*REQUIRED ACTION:*
Your task is to copy every line of the records below that contains "attribute".

*** RECORDS FOR PROCESSING ***

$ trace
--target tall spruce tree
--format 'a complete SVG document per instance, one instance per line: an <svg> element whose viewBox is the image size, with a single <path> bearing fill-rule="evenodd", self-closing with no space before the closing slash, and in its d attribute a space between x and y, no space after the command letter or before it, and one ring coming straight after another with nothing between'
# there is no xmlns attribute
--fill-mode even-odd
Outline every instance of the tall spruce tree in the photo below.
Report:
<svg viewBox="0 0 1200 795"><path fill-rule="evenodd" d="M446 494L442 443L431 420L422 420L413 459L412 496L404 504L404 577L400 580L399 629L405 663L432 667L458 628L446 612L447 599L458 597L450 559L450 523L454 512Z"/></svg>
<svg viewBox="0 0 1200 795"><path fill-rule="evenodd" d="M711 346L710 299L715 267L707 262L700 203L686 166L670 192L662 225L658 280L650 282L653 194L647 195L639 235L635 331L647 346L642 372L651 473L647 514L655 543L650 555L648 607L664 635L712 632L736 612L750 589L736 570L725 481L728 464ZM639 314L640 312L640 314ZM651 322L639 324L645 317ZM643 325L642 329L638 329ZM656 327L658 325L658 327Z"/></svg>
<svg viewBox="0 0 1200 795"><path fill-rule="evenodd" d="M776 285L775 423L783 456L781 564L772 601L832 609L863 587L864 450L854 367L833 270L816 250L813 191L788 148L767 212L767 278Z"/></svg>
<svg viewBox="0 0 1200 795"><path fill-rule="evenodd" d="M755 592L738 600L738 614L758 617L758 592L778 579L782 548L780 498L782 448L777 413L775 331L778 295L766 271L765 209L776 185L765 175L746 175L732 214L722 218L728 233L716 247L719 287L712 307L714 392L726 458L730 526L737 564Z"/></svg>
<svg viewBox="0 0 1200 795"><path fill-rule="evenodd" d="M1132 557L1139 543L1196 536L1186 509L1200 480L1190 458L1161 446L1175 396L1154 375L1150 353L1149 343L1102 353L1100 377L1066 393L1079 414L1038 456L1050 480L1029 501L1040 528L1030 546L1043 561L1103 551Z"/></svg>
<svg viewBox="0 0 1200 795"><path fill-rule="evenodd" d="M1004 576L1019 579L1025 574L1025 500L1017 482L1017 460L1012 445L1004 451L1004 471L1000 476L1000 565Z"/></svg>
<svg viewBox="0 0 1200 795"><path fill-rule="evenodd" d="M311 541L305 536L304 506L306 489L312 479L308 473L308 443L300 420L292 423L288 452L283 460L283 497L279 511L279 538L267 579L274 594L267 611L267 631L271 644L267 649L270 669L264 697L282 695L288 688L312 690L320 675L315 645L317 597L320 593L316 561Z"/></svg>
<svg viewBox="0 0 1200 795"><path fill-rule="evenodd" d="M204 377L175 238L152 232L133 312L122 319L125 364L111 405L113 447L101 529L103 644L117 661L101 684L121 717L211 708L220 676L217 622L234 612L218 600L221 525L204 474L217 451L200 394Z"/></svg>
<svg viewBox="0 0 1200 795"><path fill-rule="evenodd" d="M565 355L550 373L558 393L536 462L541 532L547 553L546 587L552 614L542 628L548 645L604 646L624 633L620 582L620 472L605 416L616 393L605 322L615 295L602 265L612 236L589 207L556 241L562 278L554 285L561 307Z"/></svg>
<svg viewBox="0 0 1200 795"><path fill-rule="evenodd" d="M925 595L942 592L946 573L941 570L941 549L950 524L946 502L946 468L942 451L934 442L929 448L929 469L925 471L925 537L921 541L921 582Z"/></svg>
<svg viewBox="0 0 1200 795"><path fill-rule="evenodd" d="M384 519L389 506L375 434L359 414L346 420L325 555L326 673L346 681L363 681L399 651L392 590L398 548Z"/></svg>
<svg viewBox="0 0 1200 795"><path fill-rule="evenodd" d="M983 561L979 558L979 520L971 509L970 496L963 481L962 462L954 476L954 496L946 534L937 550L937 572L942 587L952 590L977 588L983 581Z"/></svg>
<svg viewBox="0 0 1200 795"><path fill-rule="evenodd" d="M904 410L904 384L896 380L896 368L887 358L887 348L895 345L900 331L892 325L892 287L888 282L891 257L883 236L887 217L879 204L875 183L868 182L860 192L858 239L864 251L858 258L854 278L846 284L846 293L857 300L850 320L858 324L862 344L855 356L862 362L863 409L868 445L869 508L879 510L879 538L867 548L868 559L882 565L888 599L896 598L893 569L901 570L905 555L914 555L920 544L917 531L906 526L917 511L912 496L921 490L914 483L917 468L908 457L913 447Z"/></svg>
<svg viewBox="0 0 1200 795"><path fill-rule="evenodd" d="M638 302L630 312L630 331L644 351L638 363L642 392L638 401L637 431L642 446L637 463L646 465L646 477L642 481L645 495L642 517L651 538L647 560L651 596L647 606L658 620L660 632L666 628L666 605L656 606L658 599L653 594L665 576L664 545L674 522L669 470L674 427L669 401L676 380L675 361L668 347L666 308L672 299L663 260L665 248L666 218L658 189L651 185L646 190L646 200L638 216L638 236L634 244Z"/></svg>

*** End of RECORDS FOR PROCESSING ***

*ANSWER SPACE:*
--format 'a complete SVG document per instance, one instance per line: an <svg> element whose viewBox is the image size, with a single <path> bearing fill-rule="evenodd", self-closing with no space before the closing slash, and in its d attribute a space between x and y, no space after the command letter or before it, and one ring coming straight after another with nothing between'
# there is no xmlns attribute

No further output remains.